— BEGIN Input —

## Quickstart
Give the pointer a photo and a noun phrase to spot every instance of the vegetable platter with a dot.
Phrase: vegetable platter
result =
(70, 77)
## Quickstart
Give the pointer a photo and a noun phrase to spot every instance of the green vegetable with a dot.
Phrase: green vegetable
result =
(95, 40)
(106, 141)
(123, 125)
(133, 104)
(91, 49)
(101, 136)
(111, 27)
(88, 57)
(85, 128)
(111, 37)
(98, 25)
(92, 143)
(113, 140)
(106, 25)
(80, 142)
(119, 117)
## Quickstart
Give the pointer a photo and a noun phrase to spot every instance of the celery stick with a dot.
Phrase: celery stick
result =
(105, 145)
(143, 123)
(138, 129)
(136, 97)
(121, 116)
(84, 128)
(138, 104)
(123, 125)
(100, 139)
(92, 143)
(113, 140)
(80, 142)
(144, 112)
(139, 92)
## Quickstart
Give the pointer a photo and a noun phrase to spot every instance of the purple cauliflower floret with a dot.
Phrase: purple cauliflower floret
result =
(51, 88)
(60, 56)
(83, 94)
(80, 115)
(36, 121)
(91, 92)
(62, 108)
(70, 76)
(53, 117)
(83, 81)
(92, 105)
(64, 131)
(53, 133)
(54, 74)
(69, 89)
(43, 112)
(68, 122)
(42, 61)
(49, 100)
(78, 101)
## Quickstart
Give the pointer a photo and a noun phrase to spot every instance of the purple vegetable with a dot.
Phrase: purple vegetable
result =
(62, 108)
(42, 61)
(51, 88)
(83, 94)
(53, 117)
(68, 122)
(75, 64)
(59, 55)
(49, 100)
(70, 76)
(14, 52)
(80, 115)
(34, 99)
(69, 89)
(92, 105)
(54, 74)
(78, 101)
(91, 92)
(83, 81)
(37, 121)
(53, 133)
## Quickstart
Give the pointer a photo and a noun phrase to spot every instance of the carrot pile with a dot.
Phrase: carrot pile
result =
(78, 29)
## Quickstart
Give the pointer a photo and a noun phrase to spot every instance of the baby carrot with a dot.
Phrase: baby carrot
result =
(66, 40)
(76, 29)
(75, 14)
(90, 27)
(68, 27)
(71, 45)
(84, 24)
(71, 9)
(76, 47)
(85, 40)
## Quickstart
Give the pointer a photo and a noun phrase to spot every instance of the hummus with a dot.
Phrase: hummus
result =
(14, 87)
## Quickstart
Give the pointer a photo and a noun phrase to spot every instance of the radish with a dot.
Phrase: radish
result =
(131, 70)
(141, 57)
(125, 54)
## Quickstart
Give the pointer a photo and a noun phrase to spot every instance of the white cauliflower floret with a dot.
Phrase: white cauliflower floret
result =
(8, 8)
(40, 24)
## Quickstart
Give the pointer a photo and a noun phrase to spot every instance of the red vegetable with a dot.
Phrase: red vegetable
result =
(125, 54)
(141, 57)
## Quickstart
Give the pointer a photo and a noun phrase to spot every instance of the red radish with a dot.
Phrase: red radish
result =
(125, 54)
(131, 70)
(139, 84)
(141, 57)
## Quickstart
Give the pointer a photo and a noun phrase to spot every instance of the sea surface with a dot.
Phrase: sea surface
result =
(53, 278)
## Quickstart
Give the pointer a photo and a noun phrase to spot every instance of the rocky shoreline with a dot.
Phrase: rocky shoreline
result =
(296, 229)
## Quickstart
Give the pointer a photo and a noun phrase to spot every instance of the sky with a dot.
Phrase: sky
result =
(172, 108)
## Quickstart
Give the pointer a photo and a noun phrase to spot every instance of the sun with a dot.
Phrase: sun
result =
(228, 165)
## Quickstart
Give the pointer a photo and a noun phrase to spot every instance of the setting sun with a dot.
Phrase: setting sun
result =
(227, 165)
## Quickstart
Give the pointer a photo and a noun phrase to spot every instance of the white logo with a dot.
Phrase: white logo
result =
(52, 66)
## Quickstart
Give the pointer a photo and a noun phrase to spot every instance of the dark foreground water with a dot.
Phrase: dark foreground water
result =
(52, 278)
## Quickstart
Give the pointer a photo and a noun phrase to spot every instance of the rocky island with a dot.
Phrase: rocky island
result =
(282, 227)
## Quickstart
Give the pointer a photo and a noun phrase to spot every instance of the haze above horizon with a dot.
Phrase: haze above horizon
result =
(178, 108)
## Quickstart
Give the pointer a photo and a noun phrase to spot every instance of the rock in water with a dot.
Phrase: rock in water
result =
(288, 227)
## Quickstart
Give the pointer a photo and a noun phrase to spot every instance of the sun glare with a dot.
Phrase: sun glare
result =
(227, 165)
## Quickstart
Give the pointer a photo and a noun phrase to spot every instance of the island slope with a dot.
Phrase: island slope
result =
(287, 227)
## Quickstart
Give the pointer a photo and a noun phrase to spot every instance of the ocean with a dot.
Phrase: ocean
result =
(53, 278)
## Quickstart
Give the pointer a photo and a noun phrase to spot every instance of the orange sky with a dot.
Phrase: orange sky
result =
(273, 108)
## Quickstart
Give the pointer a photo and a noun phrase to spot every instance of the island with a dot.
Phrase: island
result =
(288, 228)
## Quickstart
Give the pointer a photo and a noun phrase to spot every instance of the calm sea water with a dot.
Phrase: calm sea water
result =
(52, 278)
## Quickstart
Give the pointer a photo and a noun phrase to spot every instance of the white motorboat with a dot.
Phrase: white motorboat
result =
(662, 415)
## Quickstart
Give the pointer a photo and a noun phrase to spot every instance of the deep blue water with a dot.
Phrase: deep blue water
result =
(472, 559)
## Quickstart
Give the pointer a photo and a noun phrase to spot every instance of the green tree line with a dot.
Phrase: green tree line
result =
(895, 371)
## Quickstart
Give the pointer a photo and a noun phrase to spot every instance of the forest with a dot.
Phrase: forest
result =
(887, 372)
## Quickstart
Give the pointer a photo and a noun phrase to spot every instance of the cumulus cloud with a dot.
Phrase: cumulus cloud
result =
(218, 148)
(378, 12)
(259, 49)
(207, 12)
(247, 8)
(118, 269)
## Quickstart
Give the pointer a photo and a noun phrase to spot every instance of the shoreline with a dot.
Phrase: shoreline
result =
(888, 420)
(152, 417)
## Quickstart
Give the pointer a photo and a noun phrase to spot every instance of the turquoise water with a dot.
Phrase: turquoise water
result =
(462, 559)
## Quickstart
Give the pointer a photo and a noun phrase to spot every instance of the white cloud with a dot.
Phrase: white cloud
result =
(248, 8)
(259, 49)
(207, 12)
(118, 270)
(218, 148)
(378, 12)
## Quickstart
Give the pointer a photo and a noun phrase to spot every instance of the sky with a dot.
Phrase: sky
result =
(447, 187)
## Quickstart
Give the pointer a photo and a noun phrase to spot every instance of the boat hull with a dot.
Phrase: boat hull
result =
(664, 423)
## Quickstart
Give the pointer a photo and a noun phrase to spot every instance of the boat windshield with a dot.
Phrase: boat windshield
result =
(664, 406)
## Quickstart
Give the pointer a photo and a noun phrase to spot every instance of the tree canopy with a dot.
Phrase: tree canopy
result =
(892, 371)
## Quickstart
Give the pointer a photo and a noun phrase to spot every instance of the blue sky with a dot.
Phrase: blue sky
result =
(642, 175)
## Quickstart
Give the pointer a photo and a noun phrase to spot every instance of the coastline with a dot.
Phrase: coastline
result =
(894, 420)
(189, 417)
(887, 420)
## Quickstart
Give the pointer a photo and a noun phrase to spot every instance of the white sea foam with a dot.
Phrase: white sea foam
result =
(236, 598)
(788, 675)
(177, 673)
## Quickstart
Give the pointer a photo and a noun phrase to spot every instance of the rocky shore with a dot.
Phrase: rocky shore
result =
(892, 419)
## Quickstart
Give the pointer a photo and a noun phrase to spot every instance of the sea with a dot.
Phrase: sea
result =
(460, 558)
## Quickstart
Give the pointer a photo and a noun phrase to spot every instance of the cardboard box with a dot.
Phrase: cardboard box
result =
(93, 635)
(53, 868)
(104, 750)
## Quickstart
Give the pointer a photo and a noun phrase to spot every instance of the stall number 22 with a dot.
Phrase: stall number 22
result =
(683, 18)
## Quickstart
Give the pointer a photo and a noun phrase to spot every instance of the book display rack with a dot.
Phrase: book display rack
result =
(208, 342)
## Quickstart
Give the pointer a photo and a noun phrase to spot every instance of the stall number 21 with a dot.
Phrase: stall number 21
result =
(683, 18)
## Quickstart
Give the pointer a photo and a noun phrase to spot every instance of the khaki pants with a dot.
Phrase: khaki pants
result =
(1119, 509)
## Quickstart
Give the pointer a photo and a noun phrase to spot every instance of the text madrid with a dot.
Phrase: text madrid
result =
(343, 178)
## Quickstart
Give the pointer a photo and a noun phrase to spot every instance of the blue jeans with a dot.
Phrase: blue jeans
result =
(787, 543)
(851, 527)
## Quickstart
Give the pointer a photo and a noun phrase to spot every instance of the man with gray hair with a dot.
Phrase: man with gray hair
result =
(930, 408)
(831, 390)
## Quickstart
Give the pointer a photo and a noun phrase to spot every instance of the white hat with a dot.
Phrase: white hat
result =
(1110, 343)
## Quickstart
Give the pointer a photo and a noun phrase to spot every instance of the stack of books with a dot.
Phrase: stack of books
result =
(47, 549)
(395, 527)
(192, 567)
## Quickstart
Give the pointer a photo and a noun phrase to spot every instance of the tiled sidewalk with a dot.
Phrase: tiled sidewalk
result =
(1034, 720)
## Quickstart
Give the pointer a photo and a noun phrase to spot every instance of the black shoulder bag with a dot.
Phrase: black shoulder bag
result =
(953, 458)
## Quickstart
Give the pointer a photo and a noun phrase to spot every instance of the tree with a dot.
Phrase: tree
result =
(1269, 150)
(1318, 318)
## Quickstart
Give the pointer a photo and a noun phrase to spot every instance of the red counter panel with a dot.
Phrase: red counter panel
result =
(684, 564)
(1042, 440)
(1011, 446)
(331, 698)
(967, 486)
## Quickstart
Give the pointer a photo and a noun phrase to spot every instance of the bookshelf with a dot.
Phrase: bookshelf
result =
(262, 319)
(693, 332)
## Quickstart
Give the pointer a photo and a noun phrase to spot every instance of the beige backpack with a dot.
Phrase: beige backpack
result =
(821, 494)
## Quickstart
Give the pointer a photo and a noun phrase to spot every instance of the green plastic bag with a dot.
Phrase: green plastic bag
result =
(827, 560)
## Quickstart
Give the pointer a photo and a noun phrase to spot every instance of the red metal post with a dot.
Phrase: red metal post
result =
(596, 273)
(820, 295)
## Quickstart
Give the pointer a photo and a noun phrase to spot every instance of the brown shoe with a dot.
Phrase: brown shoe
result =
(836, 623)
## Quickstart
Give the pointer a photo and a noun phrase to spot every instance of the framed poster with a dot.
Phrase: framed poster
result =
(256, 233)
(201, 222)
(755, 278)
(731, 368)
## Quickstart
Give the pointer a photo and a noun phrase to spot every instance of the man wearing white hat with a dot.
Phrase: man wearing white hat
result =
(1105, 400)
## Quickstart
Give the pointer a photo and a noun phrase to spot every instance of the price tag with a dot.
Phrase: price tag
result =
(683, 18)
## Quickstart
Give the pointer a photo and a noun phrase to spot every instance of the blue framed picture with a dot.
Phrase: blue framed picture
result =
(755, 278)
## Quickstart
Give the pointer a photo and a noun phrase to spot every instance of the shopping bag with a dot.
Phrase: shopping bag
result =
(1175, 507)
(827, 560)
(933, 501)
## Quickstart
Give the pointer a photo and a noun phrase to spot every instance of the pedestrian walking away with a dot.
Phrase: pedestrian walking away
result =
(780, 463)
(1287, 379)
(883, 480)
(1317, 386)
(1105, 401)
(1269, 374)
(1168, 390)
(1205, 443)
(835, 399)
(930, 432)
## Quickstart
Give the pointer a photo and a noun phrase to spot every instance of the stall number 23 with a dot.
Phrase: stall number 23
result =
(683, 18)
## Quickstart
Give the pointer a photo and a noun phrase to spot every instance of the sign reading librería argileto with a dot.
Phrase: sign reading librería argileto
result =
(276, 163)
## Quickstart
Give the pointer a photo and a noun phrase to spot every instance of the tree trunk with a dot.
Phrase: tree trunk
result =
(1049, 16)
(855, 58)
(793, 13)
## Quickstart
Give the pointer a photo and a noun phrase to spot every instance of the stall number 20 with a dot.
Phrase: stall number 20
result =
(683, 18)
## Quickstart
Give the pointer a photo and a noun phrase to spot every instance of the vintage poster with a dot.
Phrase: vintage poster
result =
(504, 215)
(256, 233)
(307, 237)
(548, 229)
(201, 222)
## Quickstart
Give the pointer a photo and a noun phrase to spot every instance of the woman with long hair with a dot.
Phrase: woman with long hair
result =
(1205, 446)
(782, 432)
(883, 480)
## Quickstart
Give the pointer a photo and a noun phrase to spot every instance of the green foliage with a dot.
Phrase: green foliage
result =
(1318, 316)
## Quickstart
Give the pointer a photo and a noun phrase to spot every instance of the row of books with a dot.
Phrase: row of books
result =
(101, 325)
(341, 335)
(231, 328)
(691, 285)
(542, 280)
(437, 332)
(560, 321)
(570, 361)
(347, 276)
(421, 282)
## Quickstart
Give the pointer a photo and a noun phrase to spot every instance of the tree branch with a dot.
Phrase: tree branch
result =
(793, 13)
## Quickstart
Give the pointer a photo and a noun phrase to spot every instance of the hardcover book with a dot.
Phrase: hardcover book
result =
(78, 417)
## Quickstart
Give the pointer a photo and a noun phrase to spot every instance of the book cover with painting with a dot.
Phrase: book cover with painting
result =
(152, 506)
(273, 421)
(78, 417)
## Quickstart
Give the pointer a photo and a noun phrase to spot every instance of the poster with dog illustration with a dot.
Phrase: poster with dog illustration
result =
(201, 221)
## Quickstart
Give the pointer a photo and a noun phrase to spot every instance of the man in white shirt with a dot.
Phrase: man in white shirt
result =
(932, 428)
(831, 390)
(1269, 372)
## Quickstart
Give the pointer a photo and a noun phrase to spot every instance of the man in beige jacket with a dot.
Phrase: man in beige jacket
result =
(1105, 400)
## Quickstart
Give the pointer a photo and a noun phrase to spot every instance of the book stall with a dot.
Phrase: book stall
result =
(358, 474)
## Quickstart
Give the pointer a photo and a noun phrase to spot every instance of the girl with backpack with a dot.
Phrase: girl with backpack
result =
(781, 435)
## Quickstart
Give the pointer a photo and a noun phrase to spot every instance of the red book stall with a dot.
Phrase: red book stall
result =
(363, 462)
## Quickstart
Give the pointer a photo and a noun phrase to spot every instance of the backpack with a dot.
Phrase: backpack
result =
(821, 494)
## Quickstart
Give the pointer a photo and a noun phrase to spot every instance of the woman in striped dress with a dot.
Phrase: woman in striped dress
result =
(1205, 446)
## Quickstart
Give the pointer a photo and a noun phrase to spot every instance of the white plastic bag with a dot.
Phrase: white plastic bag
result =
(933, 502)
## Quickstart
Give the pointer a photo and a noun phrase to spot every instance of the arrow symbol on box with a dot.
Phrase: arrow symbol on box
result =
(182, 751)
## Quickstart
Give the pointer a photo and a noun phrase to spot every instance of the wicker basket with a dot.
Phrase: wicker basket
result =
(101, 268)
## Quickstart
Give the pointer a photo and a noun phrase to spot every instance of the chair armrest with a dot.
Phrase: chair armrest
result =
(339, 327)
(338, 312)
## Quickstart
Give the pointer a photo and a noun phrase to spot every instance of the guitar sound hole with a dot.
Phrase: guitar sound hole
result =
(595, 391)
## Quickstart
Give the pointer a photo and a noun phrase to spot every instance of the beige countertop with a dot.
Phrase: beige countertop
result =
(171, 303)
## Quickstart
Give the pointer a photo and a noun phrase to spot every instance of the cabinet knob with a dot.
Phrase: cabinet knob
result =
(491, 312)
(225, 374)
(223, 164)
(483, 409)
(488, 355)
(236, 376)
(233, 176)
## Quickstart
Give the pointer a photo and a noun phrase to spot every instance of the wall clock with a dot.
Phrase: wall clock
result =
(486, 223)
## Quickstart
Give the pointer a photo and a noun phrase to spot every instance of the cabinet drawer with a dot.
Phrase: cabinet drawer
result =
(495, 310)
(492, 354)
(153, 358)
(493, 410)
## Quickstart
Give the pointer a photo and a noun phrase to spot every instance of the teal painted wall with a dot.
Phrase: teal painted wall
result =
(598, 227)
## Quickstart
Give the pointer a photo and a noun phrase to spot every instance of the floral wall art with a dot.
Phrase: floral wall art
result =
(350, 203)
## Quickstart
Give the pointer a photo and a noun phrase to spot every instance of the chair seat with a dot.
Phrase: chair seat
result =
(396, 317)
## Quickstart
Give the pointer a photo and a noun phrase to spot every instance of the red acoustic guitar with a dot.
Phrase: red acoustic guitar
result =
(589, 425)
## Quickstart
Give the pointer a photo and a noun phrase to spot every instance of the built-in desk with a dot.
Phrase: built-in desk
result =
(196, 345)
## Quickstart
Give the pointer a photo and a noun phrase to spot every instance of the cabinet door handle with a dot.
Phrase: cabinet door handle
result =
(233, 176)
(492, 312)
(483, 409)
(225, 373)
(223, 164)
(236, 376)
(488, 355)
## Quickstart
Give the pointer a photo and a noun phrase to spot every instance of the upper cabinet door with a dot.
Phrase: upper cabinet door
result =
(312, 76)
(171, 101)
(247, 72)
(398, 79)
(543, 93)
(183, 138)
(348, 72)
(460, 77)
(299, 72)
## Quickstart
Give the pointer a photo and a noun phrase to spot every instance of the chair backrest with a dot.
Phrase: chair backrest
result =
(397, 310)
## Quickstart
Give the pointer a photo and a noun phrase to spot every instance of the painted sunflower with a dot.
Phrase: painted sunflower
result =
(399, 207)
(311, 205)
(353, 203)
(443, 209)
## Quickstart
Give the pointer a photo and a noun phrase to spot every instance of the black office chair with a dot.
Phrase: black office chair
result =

— END Input —

### Task prompt
Determine how many lines in the data above contain the string "metal", where case must match. Give only the number.

### Task solution
2